** EJERCICIO **
Resume en una o dos oraciones el párrafo del texto seleccionado que comienza con «Así como se recorrió» y conserva sus datos principales.

** TEXTO SELECCIONADO **
━━━━━━━━
Cada vez son más los mexicanos que identifican a la corrupción como el gran enemigo nacional.

Si durante décadas, por no hablar de historia más lejana, se vio a la corrupción como algo inevitable, un mal con el que había que convivir, ahora se le percibe como una práctica nociva que hay que combatir.

Gracias a este cambio de visión, impulsado por organizaciones de la sociedad civil, medios de comunicación y actores políticos, estamos en vías de lograr una de las más sustanciales transiciones de nuestra relación social: la de pasar de la resignación a la acción en materia de prevención, combate y castigo a las conductas corruptas.

Así como se recorrió un camino de décadas para crear leyes e instituciones en materia electoral, de transparencia y de derechos humanos, se tuvo que gestionar un largo proceso hasta lograr la institucionalización de la lucha contra la corrupción en todo el país, a partir de la promulgación de las siete leyes secundarias de la reforma constitucional de 2015 que creó el Sistema Nacional Anticorrupción.
━━━━━━━━
** INFORMACIÓN MOSTRADA **
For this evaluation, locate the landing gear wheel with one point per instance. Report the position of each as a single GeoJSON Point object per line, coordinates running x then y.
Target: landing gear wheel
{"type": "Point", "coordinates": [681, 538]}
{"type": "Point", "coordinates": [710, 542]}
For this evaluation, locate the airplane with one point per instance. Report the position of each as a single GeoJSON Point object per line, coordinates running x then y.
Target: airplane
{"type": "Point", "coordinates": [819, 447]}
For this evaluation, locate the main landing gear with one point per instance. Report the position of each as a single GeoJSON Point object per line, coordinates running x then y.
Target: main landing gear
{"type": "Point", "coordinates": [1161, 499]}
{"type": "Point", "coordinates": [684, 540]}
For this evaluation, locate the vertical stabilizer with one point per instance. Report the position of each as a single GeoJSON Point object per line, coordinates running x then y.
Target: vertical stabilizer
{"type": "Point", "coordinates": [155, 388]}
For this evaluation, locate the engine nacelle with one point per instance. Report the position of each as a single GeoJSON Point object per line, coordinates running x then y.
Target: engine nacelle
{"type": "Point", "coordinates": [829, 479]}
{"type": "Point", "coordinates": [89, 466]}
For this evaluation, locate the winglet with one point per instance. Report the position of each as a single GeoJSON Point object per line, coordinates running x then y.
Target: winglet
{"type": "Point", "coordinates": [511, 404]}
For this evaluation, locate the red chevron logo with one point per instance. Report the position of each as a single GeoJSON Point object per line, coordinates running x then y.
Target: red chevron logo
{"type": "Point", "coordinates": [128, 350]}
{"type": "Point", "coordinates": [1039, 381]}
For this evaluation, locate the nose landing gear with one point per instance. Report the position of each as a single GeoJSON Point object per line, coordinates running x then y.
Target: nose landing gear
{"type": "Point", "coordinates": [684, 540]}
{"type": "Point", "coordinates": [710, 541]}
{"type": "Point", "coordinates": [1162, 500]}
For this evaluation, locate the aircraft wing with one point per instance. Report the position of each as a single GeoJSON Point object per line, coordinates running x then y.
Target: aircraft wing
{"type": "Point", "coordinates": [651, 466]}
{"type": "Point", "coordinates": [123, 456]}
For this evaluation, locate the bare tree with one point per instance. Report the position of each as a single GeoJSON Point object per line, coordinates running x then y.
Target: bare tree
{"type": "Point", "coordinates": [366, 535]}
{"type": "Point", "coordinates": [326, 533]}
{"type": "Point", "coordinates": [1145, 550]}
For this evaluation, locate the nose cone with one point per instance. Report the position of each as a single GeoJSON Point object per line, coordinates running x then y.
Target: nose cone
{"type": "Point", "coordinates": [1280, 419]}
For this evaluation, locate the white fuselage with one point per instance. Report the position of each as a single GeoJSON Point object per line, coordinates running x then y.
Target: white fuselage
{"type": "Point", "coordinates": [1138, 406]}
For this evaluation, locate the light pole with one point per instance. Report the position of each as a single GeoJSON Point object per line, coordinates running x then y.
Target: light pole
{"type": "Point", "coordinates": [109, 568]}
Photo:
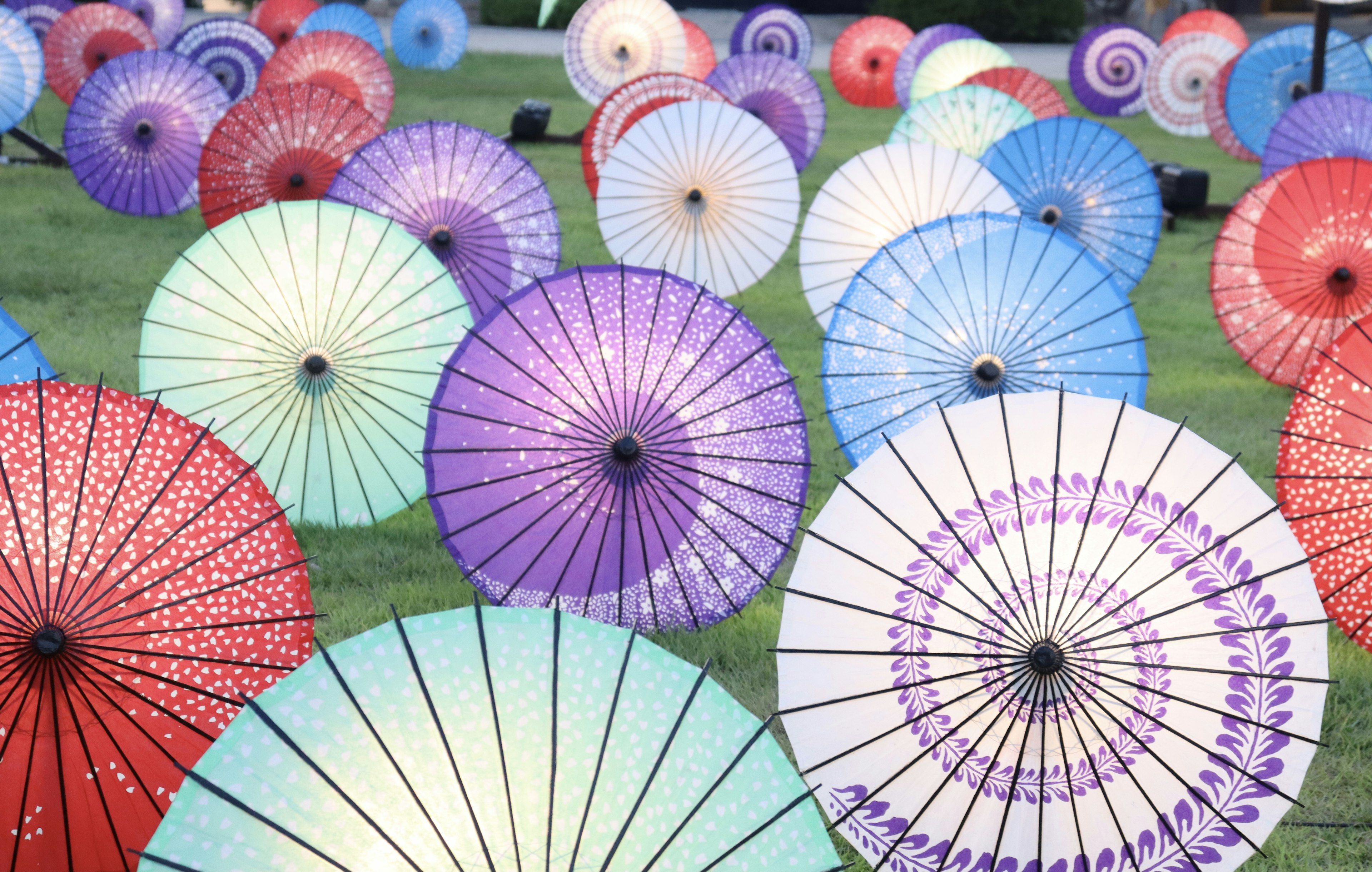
━━━━━━━━
** RESULTADO DEL EJERCICIO **
Crear leyes e instituciones electorales, de transparencia y de derechos humanos llevó décadas. Del mismo modo, institucionalizar la lucha contra la corrupción en todo el país exigió un largo proceso, que se logró con la promulgación de las siete leyes secundarias de la reforma constitucional de 2015 que creó el Sistema Nacional Anticorrupción.